|The Constant Gardener / John Le Carre|
|Reviewed by Tal Cohen||Friday, 13 December 2002|
This could have been a simple 'Who killed Tessa' mystery novel, but it isn't. The reader gets a fairly good idea about who's behind it from a rather early stage, and while one can't be perfectly certain about it, it makes the book less of a murder mystery, and more of a thriller: will her husband, Justin Quayle, be able to uncover the truth, and prove what we all suspect?
Justin, a skilled gardener who took little interest in his wife's human-rights activities before her death, is now on a quest to find the killers. But it seems that everybody else is trying to stop him, including the British Intelligence, the Foreign Service, the Scotland Yard, the Kenyan Police, and of course the real suspects: an international pharmaceutical company called “KVH”, and a company called Three Bees, KVH's representatives in Africa.
For KVH, Tessa was a real pain. She was trying to prove that they were using African patients as guinea pigs for their new wonder-drug Dypraxa, supposedly a cure for tuberculosis. She kept sending letters to Three Bees, asking for answers; she was documenting their experiments in Africa; and she had provided people in the British High Commission with a very detailed report that somehow, after had death, disappeared.
The book tracks Justin's actions as he tries to track Tessa's activities after her murder. The book also includes several minor sub-plots, but most of them seem to be leading nowhere; it would have been a better book without some of these parts. But what makes it a highly enjoyable read is Le Carre's writing style, his mastery of understatement, and of course the adventure's conclusion, which would hardly surprise anyone who read some of Le Carre's other works.
Perhaps the scariest part of the book is the Author's Note, at the end -- the part that explains that “in these dogs days when lawyers rule the universe,” he has to include disclaimers, stating that (almost) none of the characters (and their actions) is based on real life. But then he also adds that during his research for this book, he “came to realize that, by comparison with the reality, my story was as tame as a holiday postcard”.

INSTRUCTIONS ::
a - In the review of The Constant Gardener, which disease is the drug Dypraxa supposedly a cure for?
b - Translate this sentence from the review of The Constant Gardener into Spanish: "The book tracks Justin's actions as he tries to track Tessa's activities after her murder."

THE DATA ::
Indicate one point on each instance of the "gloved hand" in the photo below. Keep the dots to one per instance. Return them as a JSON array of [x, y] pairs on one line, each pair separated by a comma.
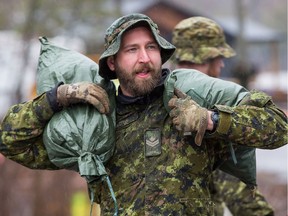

ANSWERS ::
a - Tuberculosis.

b - El libro sigue las acciones de Justin mientras intenta rastrear las actividades de Tessa después de su asesinato.